All lines with the word "sample" must be pulled from the entries below.
※ ※ ※
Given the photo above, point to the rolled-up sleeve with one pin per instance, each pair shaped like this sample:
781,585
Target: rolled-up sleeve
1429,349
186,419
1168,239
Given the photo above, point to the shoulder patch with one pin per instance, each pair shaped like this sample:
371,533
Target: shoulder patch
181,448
※ ※ ※
#### [SOLUTION TO THIS EXERCISE]
Given the photo above, point to the rolled-up sleeve with one pin per instance, each pair shaped like this sample:
Given the photo above, point to the shoulder patch with one pin per instance, each pair shaped like this sample:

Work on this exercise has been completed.